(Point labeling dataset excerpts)
⁂
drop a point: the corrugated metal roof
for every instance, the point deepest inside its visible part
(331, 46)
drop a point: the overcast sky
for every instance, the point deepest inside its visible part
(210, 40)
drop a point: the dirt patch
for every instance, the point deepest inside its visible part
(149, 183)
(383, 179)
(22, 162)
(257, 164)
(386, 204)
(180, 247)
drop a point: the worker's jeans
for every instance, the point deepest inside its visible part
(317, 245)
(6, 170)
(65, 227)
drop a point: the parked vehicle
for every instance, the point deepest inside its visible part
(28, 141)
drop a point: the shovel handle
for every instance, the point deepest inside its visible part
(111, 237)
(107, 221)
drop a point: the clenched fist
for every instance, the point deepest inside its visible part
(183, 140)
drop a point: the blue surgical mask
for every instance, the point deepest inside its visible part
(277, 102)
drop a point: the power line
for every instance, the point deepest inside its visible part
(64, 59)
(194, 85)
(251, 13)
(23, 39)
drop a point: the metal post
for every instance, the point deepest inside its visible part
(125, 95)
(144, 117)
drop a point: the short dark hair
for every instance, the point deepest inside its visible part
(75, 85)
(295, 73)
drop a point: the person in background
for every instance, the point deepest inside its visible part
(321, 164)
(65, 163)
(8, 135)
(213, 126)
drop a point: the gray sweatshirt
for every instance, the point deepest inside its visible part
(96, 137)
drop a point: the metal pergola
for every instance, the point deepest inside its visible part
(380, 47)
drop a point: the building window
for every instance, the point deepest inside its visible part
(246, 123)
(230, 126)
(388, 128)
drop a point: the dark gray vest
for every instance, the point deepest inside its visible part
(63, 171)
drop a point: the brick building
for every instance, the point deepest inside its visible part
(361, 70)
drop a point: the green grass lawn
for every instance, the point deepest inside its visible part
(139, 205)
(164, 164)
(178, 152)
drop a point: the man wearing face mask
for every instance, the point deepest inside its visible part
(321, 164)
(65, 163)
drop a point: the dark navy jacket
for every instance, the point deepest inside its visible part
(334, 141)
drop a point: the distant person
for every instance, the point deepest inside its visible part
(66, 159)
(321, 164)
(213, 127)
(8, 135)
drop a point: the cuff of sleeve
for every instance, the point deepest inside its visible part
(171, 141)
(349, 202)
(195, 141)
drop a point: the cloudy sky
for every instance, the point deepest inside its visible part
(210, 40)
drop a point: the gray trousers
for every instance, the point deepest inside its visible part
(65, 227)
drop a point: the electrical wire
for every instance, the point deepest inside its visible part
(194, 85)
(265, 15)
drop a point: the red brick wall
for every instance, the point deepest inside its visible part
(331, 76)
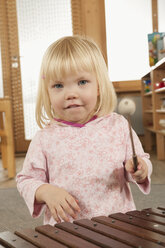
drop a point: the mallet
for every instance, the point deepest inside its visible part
(127, 107)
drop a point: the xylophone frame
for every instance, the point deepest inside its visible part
(141, 229)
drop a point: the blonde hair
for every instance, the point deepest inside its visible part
(71, 54)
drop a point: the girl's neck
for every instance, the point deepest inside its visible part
(75, 124)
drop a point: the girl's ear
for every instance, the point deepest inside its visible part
(98, 91)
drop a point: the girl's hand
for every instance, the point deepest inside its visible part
(59, 201)
(142, 170)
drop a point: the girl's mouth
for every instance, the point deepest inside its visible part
(73, 106)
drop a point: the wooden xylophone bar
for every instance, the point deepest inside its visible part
(141, 229)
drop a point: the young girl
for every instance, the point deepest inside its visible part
(79, 164)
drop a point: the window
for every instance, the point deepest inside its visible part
(127, 25)
(40, 23)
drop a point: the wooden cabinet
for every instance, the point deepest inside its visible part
(153, 112)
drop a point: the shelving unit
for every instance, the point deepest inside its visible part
(152, 112)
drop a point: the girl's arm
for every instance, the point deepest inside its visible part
(143, 175)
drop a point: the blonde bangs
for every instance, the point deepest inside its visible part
(68, 58)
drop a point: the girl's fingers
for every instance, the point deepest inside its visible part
(61, 213)
(73, 203)
(55, 216)
(67, 208)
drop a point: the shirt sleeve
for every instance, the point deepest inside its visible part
(33, 174)
(146, 186)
⁂
Give every record back exactly as it reads, with no images.

drop a point: the corrugated metal roof
for every instance, the point deepest inside its visible part
(331, 46)
drop a point: the overcast sky
for every instance, the point deepest inside its visible part
(210, 40)
drop a point: the dirt patch
for every instance, the point deepest inside its visible part
(149, 183)
(383, 179)
(22, 162)
(257, 164)
(386, 204)
(180, 247)
drop a point: the worker's jeans
for every instance, the point deepest inside its visible part
(317, 245)
(6, 170)
(65, 227)
drop a point: the parked vehicle
for every instance, the point deepest inside its visible part
(28, 141)
drop a point: the shovel handle
for every instance, the point deepest inside its visible part
(111, 237)
(107, 221)
drop a point: the clenched fist
for every instance, the point deepest inside its visible part
(183, 140)
drop a point: the blue surgical mask
for every instance, the point deepest inside its visible part
(277, 102)
drop a point: the power line
for every instance, the point deepest inside its visible part
(64, 59)
(194, 85)
(251, 13)
(23, 39)
drop a point: the metal post
for every instance, the point deepest inside its visible part
(125, 95)
(144, 117)
drop a point: the short dark hair
for every instance, the point deepest inside its visible part
(75, 85)
(295, 73)
drop a point: the person in background
for every instance, the point deepest inside its visible part
(321, 164)
(65, 163)
(8, 135)
(213, 126)
drop a point: the gray sweatshirt
for every instance, the point deepest inside its visible part
(96, 137)
drop a point: the metal pergola
for every instance, the point deepest inside its visible part
(380, 47)
drop a point: the building window
for every instance, the point deepest inside its visible part
(246, 123)
(230, 126)
(388, 128)
drop a point: the dark gray vest
for every instance, the point deepest inside its visible part
(63, 171)
drop a point: the brick building
for every instance, the point deepest inside its visible part
(361, 70)
drop a point: the green grass lawn
for every instance, the point deepest inside its visible part
(139, 205)
(164, 164)
(178, 152)
drop a point: the man wearing face mask
for every instance, the point deepest inside its visible part
(321, 164)
(65, 163)
drop a point: the dark navy jacket
for every instance, the point deepest inside its visible part
(334, 141)
drop a point: the distant person
for every instance, the point deepest inside its visible part
(66, 159)
(321, 164)
(213, 127)
(8, 135)
drop a point: the cuff of sleeve
for every instance, the point deepest inside its visible part
(171, 141)
(349, 202)
(195, 141)
drop a point: the cloudy sky
for every instance, the point deepest inside its visible part
(210, 40)
drop a point: the gray trousers
for every instance, the point deepest inside its visible part
(65, 227)
drop a point: the electrical wire
for every instance, the point deepest inside its visible part
(194, 85)
(265, 15)
drop a point: the red brick wall
for every instance, the point deepest inside its visible part
(331, 76)
drop a point: the mallet
for every instance, the point deepest inside its visible part
(127, 107)
drop a point: the xylophone frame
for every instance, the point deepest inside its visible part
(141, 229)
drop a point: the blonde hair
for every instance, the point deepest inside its visible part
(71, 54)
drop a point: the girl's neck
for every instance, the point deepest inside its visible part
(75, 124)
drop a point: the girl's ear
for every instance, the point deepest inside its visible part
(98, 91)
drop a point: the girl's hand
for every instance, the point deepest inside its visible part
(59, 201)
(142, 170)
drop a point: the girl's mouth
for every instance, the point deepest inside its visible part
(73, 106)
drop a point: the wooden xylophone bar
for every instance, the point deepest inside its visible part
(141, 229)
drop a point: the young girl
for every instance, the point deepest inside its visible part
(79, 164)
drop a point: the window
for every instance, the point deepest inside its visible part
(127, 25)
(40, 23)
drop a point: the wooden cabinet
for every instance, the point deepest inside its visible part
(153, 112)
drop a point: the shelving unit
for every instance, the point deepest inside its visible part
(152, 112)
drop a point: the girl's arm
for every instance, the point deepest inside its visible part
(143, 175)
drop a point: the blonde bangs
for every instance, the point deepest inside its visible part
(68, 58)
drop a point: the girl's fingers
for every instance, the point deepest inside its visible part
(61, 213)
(73, 203)
(55, 216)
(67, 208)
drop a point: the shirt sleeve
for every instance, the point deepest inside its visible part
(33, 174)
(146, 186)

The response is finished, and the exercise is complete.